■ **Challenge**:
Find each line below that contains the word "from" and copy those lines out in full.

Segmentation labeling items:
----------------------------------------

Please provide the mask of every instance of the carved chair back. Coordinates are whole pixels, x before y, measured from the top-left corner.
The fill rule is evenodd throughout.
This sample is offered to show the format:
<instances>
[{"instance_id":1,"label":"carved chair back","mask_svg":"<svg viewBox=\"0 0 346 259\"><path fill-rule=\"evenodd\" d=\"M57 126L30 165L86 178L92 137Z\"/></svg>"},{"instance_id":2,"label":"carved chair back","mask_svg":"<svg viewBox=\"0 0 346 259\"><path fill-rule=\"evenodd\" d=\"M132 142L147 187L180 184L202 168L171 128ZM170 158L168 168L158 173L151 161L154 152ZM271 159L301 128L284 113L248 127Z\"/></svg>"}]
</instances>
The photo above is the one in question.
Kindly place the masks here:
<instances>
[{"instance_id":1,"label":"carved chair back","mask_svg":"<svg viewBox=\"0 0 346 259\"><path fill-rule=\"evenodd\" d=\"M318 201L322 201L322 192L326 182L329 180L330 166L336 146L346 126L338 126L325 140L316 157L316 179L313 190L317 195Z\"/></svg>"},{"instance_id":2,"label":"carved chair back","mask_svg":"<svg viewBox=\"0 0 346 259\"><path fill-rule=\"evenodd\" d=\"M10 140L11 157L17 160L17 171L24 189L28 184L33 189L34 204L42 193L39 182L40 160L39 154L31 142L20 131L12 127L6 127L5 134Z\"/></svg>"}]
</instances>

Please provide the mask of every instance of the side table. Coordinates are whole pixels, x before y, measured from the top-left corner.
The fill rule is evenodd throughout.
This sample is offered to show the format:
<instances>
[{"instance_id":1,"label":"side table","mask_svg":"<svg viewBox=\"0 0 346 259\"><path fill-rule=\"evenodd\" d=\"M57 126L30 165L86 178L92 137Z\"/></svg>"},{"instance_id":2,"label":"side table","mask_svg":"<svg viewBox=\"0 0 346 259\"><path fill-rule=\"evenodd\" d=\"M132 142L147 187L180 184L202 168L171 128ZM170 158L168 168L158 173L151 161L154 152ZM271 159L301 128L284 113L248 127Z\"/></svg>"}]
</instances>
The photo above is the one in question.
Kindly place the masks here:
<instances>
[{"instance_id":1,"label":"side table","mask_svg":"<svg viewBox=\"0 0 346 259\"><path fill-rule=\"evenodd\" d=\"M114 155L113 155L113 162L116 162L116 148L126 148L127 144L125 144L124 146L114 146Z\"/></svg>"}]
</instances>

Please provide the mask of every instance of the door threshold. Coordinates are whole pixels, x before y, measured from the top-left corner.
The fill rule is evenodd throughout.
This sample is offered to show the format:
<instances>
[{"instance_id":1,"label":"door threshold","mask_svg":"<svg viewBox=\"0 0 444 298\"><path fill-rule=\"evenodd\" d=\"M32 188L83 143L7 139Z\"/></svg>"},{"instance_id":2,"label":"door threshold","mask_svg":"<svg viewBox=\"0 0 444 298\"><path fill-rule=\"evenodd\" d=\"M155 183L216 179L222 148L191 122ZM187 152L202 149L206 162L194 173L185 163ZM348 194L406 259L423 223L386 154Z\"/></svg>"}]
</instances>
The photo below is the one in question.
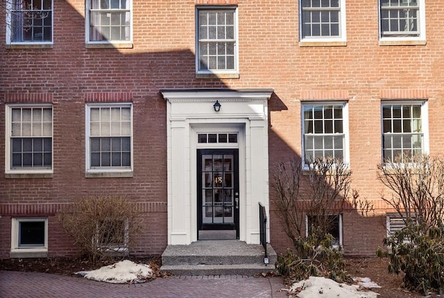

----------------------------------------

■ **Response**:
Please provide the mask of every instance of the carved chair back. Coordinates are whole pixels, x before y, measured from the top-left corner.
Please provide the mask of every instance of the side table. Coordinates are whole pixels, x before y, measured from the top-left corner.
Please provide the mask of every instance of the door threshold. Coordinates are whole pixels, x before y, measured from the top-left corner.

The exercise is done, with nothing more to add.